___ Text passage ___

Thanks to Ed Lorusso pointing me in the right direction, I got a look at Lucretia Lombard (1923). Irene Rich is married to Marc McDermott. He's old, he's irascible, he's dying, and he's angry that Irene is being escorted to the charity ball by John Roche from across the street. So he switches his sleeping pills for the aspirin and insists she gives him too many so when he dies, she'll be in trouble. What a joke! Fortunately, John's brother, Monte Blue, has just been made a judge, so he gets the investigation quashed.
Monte gets engaged to Norma Shearer (credited as "Norma Sherer"); Monte and Irene fall in love thanks, we are told by vast swaths of titles, to the irresistible force of fate; Monte and Miss Sherer are married an everyone goes off to escort Monte's father to the hospital, leaving the two competitors for Blue alone in the same house because.... well, that seems like a good idea, doesn't it?
It's the sort of story I am not overly fond of, but director Jack Conway does his usual stalwart best with it, with a melodramatic ending involving a fire, wolves and a flood. Unfortunately, while Miss Rich seems well cast, Norma Shearer is still learning her craft, and exhibits her "Ain't I cute?" tricks at full blast, causing me to want to shoot her. Mr. Blue is stuck in the middle with many a reaction shot, in which, I believe, he is supposed to look pensive. Instead, he looks like a rather doughy elder brother of Harry Langdon, thinking about the situation and not coming to any conclusion.
Fortunately, this movie did not seem to hurt anyone's career. Mr. Blue went on to work with Lubitsch in some sparkling comedies at Warners, while Conway, Shearer, and producer Harry Rapf fled to the newly formed Metro-Goldwyn-Mayer, where they all did very well by themselves and the studio.
Life's too short to sit on our rears watching other people's work.

___ Given entries ___

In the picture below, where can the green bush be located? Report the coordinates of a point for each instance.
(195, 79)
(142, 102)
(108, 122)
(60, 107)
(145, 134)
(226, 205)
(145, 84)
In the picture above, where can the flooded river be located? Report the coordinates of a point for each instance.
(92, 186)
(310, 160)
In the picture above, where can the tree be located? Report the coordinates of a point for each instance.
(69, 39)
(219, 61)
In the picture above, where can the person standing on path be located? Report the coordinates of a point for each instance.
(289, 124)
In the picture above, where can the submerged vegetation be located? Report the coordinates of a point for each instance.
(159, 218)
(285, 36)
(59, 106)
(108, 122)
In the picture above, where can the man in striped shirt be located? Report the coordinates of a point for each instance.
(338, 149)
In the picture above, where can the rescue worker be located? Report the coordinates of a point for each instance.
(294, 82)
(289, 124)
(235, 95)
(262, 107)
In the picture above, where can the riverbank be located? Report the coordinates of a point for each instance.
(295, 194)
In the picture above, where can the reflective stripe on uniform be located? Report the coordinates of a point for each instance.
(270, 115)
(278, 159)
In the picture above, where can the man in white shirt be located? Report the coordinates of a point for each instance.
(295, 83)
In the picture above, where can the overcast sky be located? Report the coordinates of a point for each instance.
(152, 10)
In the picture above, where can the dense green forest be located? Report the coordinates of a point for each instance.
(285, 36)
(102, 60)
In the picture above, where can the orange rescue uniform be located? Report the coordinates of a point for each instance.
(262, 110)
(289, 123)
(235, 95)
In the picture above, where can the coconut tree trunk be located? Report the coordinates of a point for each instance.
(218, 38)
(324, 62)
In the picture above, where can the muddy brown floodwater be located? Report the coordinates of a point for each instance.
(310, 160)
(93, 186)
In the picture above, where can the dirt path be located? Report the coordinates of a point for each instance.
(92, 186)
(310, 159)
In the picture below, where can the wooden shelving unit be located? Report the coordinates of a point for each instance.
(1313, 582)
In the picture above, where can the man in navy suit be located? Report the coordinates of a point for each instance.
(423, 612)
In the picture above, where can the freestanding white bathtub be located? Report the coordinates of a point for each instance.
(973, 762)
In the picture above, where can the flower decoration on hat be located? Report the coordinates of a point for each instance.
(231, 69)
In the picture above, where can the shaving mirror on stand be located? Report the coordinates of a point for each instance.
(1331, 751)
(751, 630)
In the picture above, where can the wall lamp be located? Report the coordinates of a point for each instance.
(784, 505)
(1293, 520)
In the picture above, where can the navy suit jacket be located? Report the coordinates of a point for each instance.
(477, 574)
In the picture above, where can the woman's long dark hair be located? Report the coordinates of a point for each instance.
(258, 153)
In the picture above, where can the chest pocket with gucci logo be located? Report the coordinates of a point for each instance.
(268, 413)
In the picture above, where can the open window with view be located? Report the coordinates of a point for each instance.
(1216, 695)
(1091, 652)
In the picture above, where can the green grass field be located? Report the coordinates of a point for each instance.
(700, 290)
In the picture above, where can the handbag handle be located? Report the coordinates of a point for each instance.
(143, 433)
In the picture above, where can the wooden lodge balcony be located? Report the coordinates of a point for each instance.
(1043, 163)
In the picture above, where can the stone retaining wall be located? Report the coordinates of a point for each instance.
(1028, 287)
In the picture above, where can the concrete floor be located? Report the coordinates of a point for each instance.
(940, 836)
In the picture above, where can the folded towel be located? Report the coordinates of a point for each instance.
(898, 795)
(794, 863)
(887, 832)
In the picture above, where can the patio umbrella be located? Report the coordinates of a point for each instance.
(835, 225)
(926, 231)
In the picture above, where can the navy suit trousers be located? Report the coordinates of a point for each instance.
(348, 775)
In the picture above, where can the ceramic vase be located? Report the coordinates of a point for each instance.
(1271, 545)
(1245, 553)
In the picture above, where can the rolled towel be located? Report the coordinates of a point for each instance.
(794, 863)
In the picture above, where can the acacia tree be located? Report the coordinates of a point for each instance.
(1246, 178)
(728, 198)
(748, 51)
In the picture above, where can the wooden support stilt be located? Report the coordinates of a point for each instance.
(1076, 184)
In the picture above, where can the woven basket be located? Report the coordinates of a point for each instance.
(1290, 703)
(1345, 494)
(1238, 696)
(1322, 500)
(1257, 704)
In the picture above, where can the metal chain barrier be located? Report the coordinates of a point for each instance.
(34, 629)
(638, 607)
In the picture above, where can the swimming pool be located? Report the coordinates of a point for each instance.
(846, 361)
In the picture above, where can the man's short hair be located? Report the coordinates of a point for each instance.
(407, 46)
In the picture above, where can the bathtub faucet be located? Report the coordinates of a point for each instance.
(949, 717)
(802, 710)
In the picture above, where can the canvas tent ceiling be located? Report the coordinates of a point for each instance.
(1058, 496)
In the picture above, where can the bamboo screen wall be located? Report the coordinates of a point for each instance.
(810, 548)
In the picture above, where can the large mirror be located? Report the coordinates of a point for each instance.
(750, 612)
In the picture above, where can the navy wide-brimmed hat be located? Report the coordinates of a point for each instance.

___

*What this task involves*
From the film review, extract word for word the part that opens with the words containing "Monte gets engaged" and closes with "idea, doesn't it?". The rows have no connection to the review of the film above.

*Written reply*
Monte gets engaged to Norma Shearer (credited as "Norma Sherer"); Monte and Irene fall in love thanks, we are told by vast swaths of titles, to the irresistible force of fate; Monte and Miss Sherer are married an everyone goes off to escort Monte's father to the hospital, leaving the two competitors for Blue alone in the same house because.... well, that seems like a good idea, doesn't it?